Extracted records Start Marker

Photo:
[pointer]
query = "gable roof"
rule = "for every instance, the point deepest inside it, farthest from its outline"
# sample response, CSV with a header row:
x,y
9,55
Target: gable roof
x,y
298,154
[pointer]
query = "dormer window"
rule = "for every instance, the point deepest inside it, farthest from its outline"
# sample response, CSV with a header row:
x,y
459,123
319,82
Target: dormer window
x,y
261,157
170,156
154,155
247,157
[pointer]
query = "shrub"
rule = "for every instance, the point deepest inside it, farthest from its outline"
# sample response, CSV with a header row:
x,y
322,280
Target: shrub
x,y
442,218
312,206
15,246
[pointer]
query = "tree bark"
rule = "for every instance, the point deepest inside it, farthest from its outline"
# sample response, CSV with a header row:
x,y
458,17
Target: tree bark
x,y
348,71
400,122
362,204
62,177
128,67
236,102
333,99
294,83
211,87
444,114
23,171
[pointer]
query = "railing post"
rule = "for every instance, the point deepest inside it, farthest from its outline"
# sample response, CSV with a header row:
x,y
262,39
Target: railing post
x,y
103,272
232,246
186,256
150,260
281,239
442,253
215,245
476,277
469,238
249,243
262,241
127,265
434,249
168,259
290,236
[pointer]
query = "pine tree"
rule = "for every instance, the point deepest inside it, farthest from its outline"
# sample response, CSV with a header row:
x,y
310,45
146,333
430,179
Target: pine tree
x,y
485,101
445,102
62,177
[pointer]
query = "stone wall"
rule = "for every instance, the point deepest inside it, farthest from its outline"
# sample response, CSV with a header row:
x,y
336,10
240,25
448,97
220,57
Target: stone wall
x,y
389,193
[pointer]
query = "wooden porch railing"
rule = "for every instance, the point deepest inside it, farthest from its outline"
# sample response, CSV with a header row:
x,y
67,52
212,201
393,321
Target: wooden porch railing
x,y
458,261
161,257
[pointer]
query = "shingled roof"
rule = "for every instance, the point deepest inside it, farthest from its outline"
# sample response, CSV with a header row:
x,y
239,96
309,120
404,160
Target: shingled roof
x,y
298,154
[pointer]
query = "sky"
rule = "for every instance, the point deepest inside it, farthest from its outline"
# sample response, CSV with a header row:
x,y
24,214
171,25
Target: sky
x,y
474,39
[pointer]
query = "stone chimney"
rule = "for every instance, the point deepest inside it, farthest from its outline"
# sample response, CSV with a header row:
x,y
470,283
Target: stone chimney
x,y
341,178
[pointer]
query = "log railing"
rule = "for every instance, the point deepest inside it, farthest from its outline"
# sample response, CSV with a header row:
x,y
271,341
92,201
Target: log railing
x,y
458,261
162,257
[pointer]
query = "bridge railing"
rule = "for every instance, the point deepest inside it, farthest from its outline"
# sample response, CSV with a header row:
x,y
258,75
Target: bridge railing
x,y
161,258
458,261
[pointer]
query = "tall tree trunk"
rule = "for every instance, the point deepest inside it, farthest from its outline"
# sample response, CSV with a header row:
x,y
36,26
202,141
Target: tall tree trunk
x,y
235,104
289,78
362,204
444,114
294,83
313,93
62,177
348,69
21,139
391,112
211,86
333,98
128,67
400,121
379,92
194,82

Extracted records End Marker

** Exercise directions **
A complete, exact repeat of the records is the required answer.

** Your solution **
Photo:
[pointer]
query = "gable roof"
rule = "for every instance, the point deepest inside it, farthest from its outline"
# sample response, CSV with a header row:
x,y
9,55
Target: gable roof
x,y
298,154
[pointer]
query = "dormer window"
rule = "for every instance, the point deepest inside it, farthest from its outline"
# sample response, CSV with a header row:
x,y
459,123
319,82
Target: dormer window
x,y
261,157
170,156
154,155
247,157
[pointer]
query = "shrub"
rule = "for every instance, the point deepest inside it, farthest from its outline"
# sample response, CSV with a header row:
x,y
322,280
Target: shrub
x,y
442,218
312,206
15,246
[pointer]
query = "tree bark"
rule = "for every instance, the point deepest inside it, farthest from its outline"
# sample response, CSV with a header row:
x,y
458,17
Target: tree bark
x,y
348,71
400,122
362,204
62,177
128,67
236,102
333,99
294,83
211,87
444,114
23,171
[pointer]
query = "railing post"
rule = "for every instance, the point deepest inside it, farthest from its outline"
# sample response, CSV with a header row:
x,y
262,39
Target: railing post
x,y
103,272
232,246
186,256
150,260
281,239
442,253
215,245
476,277
469,238
249,243
262,241
127,265
434,249
168,259
290,236
[pointer]
query = "pine tree"
rule = "for every instance, the point deepest inside it, farthest from its outline"
# sample response, CSV with a header row:
x,y
310,45
146,333
430,179
Target: pine tree
x,y
485,101
445,102
62,177
[pointer]
query = "stone wall"
rule = "for every instance, the point deepest inside it, farthest from its outline"
# sample response, CSV with a header row:
x,y
336,10
240,25
448,97
220,57
Target: stone wall
x,y
389,193
[pointer]
query = "wooden porch railing"
rule = "for every instance, the point deepest inside it, farthest from its outline"
# sample response, CSV with a header row:
x,y
67,52
212,201
393,321
Target: wooden porch railing
x,y
458,261
161,257
[pointer]
query = "shingled roof"
rule = "for every instance, the point deepest inside it, farthest from its outline"
# sample response, CSV with a header row:
x,y
239,96
309,120
404,160
Target: shingled roof
x,y
298,154
[pointer]
query = "sky"
rule = "for every instance, the point deepest inside it, farthest from its outline"
# sample response, CSV with a header row:
x,y
24,214
171,25
Target: sky
x,y
474,39
[pointer]
query = "stone chimney"
rule = "for every instance, the point deepest inside it, farthest from its outline"
# sample response, CSV with a header row:
x,y
470,283
Target: stone chimney
x,y
341,178
[pointer]
query = "log railing"
rule = "for every instance, the point deepest inside it, farthest from its outline"
# sample response, CSV with a header row:
x,y
271,341
92,201
Target: log railing
x,y
458,261
162,257
[pointer]
query = "bridge railing"
rule = "for every instance, the point deepest inside it, farthest from its outline"
# sample response, CSV with a header row:
x,y
258,75
Target: bridge railing
x,y
161,258
458,261
[pointer]
query = "tall tree trunk"
rule = "for every instance, the point deepest inside it, farthest from its outline"
# sample response, CSV with a header row:
x,y
36,26
202,141
Target: tall tree trunk
x,y
235,104
289,78
362,204
444,114
294,83
313,93
62,177
348,69
21,139
391,112
211,86
333,98
128,67
400,121
379,92
194,82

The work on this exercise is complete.